Lay out every one of the records below as a two-column CSV with the columns request and answer. Give one row per record, with its text and its answer each in a single quoted field and line breaks replaced by spaces. Leave the pictures out.
++++ Supplied material
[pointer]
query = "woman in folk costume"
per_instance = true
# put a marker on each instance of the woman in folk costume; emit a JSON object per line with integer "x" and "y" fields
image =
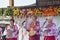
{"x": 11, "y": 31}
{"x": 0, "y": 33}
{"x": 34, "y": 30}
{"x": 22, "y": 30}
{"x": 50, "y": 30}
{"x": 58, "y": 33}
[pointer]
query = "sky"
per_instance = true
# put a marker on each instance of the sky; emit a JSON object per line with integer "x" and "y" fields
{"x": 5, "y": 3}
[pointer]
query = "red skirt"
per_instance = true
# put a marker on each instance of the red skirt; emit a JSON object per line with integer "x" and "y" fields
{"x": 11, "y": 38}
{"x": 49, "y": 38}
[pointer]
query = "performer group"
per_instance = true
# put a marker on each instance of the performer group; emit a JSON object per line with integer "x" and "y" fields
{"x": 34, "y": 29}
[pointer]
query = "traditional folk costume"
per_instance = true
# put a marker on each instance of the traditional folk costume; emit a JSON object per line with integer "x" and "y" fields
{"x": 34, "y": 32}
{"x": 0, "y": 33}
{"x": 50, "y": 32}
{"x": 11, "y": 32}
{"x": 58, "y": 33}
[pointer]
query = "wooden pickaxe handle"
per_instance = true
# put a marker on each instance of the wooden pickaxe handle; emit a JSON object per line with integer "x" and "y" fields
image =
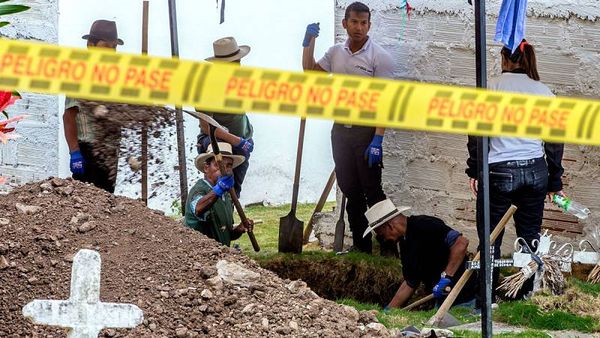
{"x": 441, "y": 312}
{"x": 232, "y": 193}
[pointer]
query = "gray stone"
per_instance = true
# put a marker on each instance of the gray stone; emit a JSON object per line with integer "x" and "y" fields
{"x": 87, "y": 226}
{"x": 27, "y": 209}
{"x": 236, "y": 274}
++++++++
== Response below ==
request,answer
"[pointer] query = ""woman in folk costume"" per_instance = true # put a marker on each instance of the woman in folk costume; emit a JSON object per line with integer ""x"" and ""y"" fields image =","{""x"": 11, ""y"": 31} {""x"": 0, ""y"": 33} {""x"": 34, ""y"": 30} {""x"": 22, ""y"": 30} {""x"": 50, ""y"": 30} {""x"": 58, ""y"": 33}"
"[pointer] query = ""sky"" per_instance = true # put a marker on each instance of the sky; emit a JSON object per line with integer ""x"" and ""y"" fields","{""x"": 5, ""y"": 3}"
"[pointer] query = ""red skirt"" per_instance = true # put a marker on each instance of the red skirt; emit a JSON object per line with integer ""x"" and ""y"" fields","{""x"": 11, ""y"": 38} {""x"": 49, ""y"": 38}"
"[pointer] query = ""performer group"" per_instance = true # put a marker on each instance of the performer group; emit a JSON object per line with integer ""x"" and ""y"" fields","{""x"": 34, ""y"": 29}"
"[pointer] query = ""traditional folk costume"" per_instance = true # put a marker on each instance of the traditional folk costume; emit a JSON object per line with integer ""x"" and ""y"" fields","{""x"": 34, ""y"": 32} {""x"": 0, ""y"": 33} {""x"": 50, ""y"": 32} {""x"": 11, ""y"": 32} {""x"": 58, ""y"": 33}"
"[pointer] query = ""wooden pickaxe handle"" per_instance = true # put a marker on each instance of the wooden pickaxe handle; emit a JSON object per line with integer ""x"" and ""y"" fields image =","{""x"": 441, ""y"": 312} {""x"": 232, ""y"": 193}"
"[pointer] query = ""gray stone"" per_instance = true # put a marker on each instance of the gray stone; emit a JSON object per line with integer ""x"" and ""y"" fields","{""x"": 87, ""y"": 226} {""x"": 27, ""y"": 209} {""x"": 236, ""y"": 274}"